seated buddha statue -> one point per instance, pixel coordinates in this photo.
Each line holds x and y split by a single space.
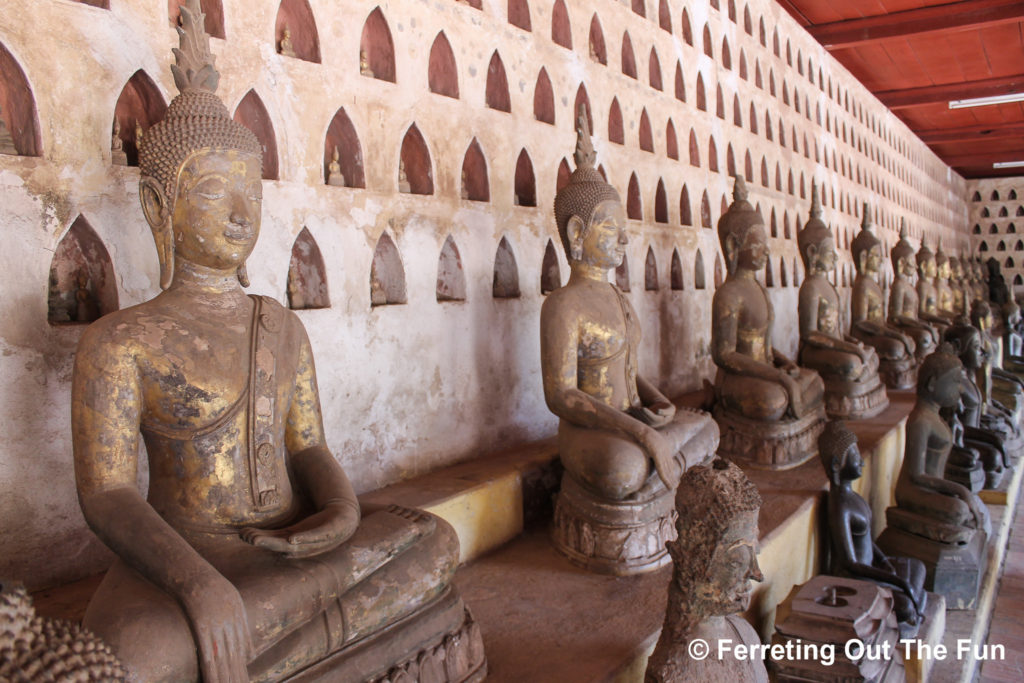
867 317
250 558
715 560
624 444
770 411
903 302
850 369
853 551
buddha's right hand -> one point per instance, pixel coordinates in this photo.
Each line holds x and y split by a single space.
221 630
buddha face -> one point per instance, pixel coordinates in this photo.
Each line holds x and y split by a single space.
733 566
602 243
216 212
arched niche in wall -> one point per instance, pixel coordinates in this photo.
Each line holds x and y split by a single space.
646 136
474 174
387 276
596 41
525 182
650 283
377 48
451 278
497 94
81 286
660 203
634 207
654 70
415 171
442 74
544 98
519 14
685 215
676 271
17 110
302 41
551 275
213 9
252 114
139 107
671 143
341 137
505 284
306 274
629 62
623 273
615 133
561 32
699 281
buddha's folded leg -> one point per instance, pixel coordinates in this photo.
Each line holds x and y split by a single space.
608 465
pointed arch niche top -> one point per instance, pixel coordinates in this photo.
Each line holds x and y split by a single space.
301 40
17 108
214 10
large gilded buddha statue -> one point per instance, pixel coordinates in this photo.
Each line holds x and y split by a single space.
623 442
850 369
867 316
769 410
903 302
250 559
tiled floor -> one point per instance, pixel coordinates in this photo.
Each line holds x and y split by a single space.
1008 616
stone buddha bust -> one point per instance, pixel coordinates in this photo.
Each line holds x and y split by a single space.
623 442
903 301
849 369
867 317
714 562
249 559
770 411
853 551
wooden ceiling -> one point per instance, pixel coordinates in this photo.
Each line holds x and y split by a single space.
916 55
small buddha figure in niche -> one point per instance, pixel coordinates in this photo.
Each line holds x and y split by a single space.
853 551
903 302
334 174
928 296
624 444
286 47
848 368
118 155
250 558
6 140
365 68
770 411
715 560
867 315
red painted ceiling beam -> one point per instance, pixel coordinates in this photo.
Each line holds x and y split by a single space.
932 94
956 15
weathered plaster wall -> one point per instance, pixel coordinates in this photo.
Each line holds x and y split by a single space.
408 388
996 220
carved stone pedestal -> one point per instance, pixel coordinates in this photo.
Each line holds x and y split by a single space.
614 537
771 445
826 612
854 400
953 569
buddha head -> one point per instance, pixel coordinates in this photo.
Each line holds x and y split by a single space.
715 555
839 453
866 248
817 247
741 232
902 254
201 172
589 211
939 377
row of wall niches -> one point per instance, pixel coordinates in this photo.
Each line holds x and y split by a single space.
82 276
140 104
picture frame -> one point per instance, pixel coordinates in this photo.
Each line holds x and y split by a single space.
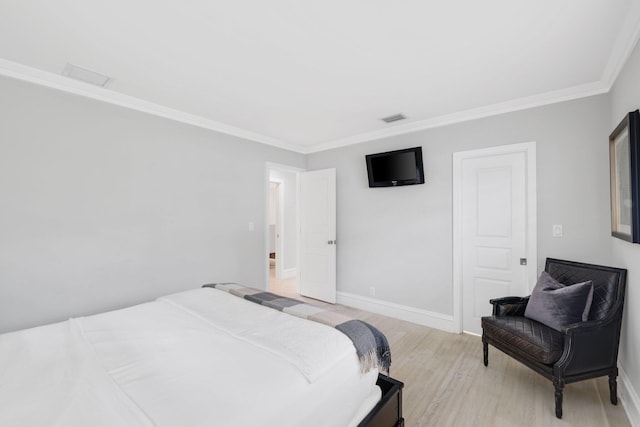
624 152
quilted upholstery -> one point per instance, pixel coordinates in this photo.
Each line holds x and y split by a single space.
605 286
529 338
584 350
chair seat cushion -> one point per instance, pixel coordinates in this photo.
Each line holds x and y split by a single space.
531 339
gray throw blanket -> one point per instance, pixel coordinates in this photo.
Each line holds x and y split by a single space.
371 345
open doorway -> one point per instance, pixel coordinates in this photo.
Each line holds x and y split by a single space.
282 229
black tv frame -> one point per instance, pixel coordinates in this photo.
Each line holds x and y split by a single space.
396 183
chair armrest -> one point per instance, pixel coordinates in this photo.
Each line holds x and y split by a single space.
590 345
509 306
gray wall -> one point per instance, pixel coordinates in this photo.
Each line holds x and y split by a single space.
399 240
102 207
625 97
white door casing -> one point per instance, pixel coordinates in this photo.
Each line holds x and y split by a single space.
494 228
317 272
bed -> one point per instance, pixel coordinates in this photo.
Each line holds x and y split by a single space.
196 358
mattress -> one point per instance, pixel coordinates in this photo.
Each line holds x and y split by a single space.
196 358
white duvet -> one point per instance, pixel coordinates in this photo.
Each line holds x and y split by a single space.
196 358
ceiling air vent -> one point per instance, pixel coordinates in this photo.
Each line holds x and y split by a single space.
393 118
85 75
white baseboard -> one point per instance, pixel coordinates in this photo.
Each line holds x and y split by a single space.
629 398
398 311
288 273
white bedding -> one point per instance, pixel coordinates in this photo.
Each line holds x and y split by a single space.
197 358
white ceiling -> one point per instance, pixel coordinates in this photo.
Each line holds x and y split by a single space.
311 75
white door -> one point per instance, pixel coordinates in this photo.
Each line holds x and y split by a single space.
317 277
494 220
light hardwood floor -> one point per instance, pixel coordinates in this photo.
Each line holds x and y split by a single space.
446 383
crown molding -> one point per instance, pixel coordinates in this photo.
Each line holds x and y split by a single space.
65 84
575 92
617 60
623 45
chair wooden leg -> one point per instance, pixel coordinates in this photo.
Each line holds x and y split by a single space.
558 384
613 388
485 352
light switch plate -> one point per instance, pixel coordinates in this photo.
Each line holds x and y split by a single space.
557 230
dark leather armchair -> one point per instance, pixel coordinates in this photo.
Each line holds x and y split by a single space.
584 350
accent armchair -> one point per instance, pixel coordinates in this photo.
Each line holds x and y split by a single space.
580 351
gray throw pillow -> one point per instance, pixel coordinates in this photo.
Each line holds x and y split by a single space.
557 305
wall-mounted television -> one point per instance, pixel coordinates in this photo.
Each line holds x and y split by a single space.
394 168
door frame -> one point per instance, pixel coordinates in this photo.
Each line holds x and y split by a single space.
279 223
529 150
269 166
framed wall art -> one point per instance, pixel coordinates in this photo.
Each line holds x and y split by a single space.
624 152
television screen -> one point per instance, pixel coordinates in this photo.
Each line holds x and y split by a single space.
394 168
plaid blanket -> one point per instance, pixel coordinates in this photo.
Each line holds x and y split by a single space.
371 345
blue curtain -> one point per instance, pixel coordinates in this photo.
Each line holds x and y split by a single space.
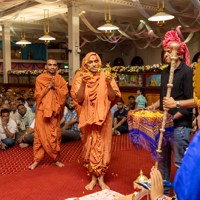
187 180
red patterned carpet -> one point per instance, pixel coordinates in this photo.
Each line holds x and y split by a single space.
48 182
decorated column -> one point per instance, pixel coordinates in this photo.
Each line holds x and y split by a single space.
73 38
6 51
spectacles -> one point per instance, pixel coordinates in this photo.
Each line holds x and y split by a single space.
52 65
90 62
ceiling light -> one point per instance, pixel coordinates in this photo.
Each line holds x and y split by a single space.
______
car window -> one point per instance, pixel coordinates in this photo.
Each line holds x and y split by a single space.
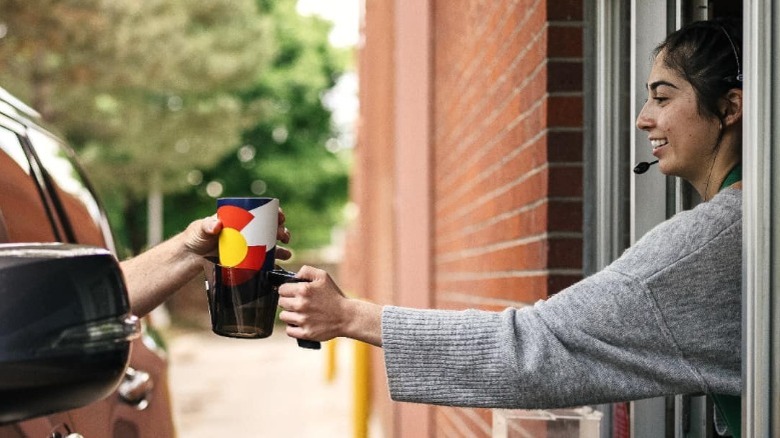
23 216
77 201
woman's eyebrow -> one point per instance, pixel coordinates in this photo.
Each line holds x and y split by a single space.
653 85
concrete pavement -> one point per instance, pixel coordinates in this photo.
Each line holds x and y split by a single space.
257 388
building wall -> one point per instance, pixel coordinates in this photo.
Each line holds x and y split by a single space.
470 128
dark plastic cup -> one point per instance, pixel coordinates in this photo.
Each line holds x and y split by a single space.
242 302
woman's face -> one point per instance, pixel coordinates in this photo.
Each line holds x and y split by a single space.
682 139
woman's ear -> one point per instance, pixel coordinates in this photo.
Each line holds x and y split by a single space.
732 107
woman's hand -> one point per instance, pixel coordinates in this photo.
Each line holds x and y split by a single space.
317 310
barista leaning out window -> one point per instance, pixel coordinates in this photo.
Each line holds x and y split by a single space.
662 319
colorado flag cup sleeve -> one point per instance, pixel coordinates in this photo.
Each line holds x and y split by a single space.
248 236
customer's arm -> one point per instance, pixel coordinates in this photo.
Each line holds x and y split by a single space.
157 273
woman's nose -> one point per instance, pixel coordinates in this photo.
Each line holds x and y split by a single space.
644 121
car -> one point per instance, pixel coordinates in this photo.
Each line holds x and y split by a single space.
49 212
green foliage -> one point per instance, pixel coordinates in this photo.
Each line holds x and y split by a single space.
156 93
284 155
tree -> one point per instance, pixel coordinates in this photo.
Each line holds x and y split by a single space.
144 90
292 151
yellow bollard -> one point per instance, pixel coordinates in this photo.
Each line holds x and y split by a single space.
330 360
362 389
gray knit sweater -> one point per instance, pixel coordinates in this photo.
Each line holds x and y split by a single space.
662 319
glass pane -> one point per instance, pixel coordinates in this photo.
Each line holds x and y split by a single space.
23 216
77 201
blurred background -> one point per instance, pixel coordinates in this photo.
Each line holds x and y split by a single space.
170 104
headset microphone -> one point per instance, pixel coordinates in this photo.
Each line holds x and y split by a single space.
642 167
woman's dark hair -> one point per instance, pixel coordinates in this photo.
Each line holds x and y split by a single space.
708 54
______
### Written task
Copy every line in the items above that contains the word "gray".

### Reply
gray throw blanket -> one point per instance, pixel coordinates in this photo.
gray wall -> one point per instance, pixel coordinates in this photo.
gray throw pillow -> one point per instance, pixel coordinates in this photo.
gray knit sweater -> one point per instance, pixel coordinates in this photo.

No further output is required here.